» **Available records**

------------------------------------------------------------------------

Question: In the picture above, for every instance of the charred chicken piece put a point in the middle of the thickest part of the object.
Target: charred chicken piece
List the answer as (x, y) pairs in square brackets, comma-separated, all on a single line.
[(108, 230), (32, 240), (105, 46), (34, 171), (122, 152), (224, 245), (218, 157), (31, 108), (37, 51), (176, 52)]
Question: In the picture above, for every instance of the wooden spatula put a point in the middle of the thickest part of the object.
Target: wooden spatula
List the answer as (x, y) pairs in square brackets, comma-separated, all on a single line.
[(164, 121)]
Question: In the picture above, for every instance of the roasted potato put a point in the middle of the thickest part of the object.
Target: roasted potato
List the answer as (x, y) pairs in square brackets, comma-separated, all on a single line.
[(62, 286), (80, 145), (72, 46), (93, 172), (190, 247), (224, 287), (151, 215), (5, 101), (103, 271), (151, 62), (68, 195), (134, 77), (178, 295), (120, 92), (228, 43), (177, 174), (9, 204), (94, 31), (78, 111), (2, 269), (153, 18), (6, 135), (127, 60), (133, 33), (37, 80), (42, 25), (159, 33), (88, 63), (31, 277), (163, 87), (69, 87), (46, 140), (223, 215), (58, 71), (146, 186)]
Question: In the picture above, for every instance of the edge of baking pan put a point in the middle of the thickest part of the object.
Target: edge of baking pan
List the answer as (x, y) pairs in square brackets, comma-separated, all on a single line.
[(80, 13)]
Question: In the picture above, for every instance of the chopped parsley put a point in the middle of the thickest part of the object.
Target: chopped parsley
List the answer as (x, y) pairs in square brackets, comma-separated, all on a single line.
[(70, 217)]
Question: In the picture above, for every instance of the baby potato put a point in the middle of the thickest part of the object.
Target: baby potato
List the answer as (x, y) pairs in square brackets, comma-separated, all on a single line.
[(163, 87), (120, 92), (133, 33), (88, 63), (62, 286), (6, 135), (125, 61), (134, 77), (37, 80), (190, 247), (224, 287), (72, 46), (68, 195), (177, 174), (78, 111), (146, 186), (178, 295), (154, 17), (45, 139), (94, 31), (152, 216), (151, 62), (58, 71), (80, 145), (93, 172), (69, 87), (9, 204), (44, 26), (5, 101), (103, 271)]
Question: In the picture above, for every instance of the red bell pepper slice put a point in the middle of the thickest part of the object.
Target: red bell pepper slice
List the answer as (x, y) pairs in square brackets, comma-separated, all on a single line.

------------------------------------------------------------------------

» **Task details**
Copy every line of the records above word for word, with nothing added or left out.

» **Output of the exercise**
Question: In the picture above, for every instance of the charred chicken piece put a point in the middle of the thickest part of the object.
Target: charred chicken piece
List the answer as (x, y) pairs in square brackets, comma-separated, all on a single line.
[(108, 230), (32, 240), (105, 46), (34, 171), (122, 152), (224, 245), (218, 157), (31, 108), (37, 51), (176, 52)]
Question: In the picture above, for every instance of the wooden spatula put a point in the middle of the thickest part of the object.
Target: wooden spatula
List the answer as (x, y) pairs in square brackets, comma-separated, all on a single line.
[(164, 121)]
Question: In the picture above, for every instance of the roasted potato put a point in the middle of the thickest part of the object.
Target: roasted potato
List the answer as (x, y) pairs in square brackets, comma-separated, all on a single line.
[(62, 286), (80, 145), (72, 46), (93, 172), (190, 247), (224, 287), (151, 215), (5, 101), (103, 271), (151, 62), (68, 195), (134, 77), (178, 295), (120, 92), (228, 43), (177, 174), (9, 204), (94, 31), (78, 111), (2, 269), (153, 18), (6, 135), (127, 60), (133, 33), (37, 80), (42, 25), (159, 33), (88, 63), (31, 277), (163, 87), (69, 87), (46, 140), (223, 215), (58, 71), (146, 186)]
Question: In the picture above, for every instance of the edge of baking pan put a point in the middle of the thickest part of the object.
Target: edge of baking pan
List the answer as (x, y) pairs in square brackets, comma-separated, all on a single line.
[(80, 13)]
Question: In the picture above, for every instance of the chopped parsley put a point in the middle of the thickest part of the object.
Target: chopped parsley
List the answer as (x, y) pairs in square brackets, comma-separated, all on a single line.
[(70, 217)]
Question: In the picture above, for every instance of the baby potato put a point in the middle of the thickest part of the object.
Target: baby potato
List the answer as (x, y) pairs in square brackets, comma-separated, all on a single line.
[(163, 87), (120, 92), (133, 33), (88, 63), (62, 286), (6, 135), (125, 61), (134, 77), (37, 80), (190, 247), (224, 287), (72, 46), (68, 195), (177, 174), (78, 111), (146, 186), (178, 295), (154, 17), (45, 139), (94, 31), (152, 216), (151, 62), (58, 71), (80, 145), (93, 172), (69, 87), (9, 204), (44, 26), (5, 101), (103, 271)]
Question: In the picture above, for every instance of the red bell pepper slice put a point in the middle of the thickest part of the object.
Target: red bell pepper slice
List the answer as (x, y) pairs in square brackets, comma-separated, all on a single line.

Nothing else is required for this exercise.